**SOURCE PASSAGE**
Yeniseian languages

The Yeniseian family of languages (sometimes known as Yenisei-Ostyak) is spoken in central Siberia.

Family division

  1. Arin
  2. Assan
  3. Ket (537 speakers in 1989)
  4. Kott
  5. Pumpokol
  6. Yugh (†) (2 or 3 speakers in 1991)

Only two languages of this family survived into the 20th century, Ket, with around 1,000 speakers and Yugh, which is now possibly extinct. The other known members of this family, Arin, Assan, Pumpokol, and Kott, have been extinct for over a century. It appears from Chinese sources that a Yeniseian group was among the peoples that made up the tribal confederation known as the Huns.

Another unrelated language formerly known as Ostyak is Khanty, a Uralic language spoken in the neighbouring region of Khantia-Mansia.

Genetic relations

Attempts have been made by Soviet scholars to establish a relationship with the Burushaski or Sino-Tibetan languages, and Yeniseian frequently forms part of the Dene-Caucasian hypothesis, all of which remain speculative.

Recently, George van Driem put forward new evidence, mostly morphological, that the Yeniseian family may be related to Burushaski in a family he calls Karasuk. For example, second-person singular prefixes on intransitive verbs are [gu-, gó-] in Burushaski and [ku-, gu-] in Ket. Van Driem postulates that the Burusho people were part of the migration out of Central Asia that resulted in the Indo-European conquest of India. This claim has been publicized by Roger Blench.

Family features

The Yeniseian languages have been described as having up to four tones or no tones at all. The 'tones' are concomitant with glottalization, vowel length, and breathy voice, not unlike the situation reconstructed for Old Chinese before the development of true tones in that language. The Yeniseian languages have highly elaborate verbal morphology, to an extreme found elsewhere in Eurasia only in Burushaski and, to a lesser extent, in Basque and the Caucasian languages. (All of these languages are ergative as well.)

**INFORMATION PROVIDED**
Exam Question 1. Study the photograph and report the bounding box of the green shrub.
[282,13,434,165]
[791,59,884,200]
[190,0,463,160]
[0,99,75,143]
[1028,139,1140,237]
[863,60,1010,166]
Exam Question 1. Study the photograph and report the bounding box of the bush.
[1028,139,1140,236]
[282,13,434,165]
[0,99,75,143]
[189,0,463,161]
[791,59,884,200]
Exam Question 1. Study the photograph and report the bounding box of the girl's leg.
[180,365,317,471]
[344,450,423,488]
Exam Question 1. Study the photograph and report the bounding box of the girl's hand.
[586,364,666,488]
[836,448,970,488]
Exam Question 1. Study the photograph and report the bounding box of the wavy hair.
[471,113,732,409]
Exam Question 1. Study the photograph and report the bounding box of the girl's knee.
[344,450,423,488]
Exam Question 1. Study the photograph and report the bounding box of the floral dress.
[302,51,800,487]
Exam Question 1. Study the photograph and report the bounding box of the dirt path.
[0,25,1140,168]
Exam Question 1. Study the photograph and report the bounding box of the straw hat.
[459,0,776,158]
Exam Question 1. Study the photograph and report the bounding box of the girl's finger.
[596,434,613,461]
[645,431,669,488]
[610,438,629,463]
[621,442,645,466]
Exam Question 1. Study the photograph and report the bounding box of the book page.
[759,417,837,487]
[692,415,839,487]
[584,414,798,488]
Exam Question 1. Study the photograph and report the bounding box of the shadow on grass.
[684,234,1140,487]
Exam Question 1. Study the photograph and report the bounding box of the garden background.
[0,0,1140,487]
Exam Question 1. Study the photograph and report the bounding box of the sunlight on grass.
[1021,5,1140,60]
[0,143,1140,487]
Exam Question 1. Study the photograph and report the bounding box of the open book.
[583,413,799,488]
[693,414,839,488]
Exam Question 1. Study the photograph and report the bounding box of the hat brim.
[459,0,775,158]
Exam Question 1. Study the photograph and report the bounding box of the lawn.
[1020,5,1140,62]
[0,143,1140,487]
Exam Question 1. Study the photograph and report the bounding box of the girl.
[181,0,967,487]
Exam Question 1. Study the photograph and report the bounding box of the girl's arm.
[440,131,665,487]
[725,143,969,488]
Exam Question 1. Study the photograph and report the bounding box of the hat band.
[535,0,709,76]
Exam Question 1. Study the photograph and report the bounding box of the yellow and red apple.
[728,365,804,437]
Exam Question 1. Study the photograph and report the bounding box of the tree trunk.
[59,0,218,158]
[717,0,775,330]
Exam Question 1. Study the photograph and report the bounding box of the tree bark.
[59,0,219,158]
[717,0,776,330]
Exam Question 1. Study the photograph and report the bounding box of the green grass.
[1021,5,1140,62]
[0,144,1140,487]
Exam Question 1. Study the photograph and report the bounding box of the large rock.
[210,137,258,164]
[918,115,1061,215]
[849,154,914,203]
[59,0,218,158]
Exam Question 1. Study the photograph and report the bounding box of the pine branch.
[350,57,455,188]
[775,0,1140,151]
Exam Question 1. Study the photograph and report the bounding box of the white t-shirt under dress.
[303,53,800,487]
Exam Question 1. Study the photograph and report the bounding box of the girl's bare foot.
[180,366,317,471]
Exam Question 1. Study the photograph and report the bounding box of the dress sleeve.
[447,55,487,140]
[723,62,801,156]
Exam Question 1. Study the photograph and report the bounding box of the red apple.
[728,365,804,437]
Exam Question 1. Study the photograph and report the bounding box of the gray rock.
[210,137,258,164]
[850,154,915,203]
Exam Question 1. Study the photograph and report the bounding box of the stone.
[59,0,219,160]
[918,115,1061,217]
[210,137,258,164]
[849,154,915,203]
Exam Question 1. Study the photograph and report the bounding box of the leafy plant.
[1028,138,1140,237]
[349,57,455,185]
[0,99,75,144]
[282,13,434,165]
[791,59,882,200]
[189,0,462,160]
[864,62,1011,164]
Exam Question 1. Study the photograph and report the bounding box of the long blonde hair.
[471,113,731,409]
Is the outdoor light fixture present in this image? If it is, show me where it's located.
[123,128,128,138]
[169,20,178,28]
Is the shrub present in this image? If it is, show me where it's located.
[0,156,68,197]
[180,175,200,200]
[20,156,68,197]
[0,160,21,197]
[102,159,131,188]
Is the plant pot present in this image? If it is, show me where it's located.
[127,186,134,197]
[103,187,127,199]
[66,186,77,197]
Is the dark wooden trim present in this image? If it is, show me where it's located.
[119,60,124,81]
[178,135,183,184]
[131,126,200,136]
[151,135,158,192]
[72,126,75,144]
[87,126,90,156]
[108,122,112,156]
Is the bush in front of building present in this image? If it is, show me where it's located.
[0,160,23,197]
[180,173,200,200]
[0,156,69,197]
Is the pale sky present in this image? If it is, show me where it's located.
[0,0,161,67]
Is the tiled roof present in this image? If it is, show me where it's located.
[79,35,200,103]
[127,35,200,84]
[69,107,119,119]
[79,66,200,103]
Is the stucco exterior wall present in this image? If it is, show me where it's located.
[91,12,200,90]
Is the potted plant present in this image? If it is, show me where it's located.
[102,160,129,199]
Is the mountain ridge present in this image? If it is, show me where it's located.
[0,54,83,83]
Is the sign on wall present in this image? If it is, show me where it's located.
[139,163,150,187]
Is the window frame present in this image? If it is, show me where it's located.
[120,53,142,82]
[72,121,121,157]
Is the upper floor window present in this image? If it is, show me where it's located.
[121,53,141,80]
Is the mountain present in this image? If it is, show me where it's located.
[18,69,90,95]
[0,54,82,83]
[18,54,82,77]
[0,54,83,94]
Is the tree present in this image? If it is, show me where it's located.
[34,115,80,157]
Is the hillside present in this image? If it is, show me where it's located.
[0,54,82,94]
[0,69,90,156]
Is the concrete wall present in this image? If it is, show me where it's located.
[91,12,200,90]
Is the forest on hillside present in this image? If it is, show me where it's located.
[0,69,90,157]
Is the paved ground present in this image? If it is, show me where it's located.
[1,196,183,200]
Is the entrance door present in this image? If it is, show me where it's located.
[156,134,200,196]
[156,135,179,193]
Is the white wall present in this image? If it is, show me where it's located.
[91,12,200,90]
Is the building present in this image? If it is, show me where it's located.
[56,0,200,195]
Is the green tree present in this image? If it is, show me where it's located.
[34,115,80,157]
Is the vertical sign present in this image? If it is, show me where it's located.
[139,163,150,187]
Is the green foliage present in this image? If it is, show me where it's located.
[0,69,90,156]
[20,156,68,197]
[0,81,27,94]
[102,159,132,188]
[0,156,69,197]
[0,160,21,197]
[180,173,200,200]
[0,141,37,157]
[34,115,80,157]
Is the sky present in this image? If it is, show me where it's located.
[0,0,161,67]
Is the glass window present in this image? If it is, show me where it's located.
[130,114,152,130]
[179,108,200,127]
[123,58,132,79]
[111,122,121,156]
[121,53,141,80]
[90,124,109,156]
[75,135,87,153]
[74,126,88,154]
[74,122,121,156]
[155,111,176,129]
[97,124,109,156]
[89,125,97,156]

**TRY IT**
Answer these from the Yeniseian languages passage:
(a) What does George van Driem call the family he proposes for Yeniseian and Burushaski?
(b) Which language, also formerly known as Ostyak, is not related to the Yeniseian family?
(c) What are the second-person singular prefixes on intransitive verbs in Ket?

**RESPONSE BELOW**
(a) Karasuk.
(b) Khanty, a Uralic language spoken in the neighboring region of Khantia-Mansia.
(c) [ku-, gu-].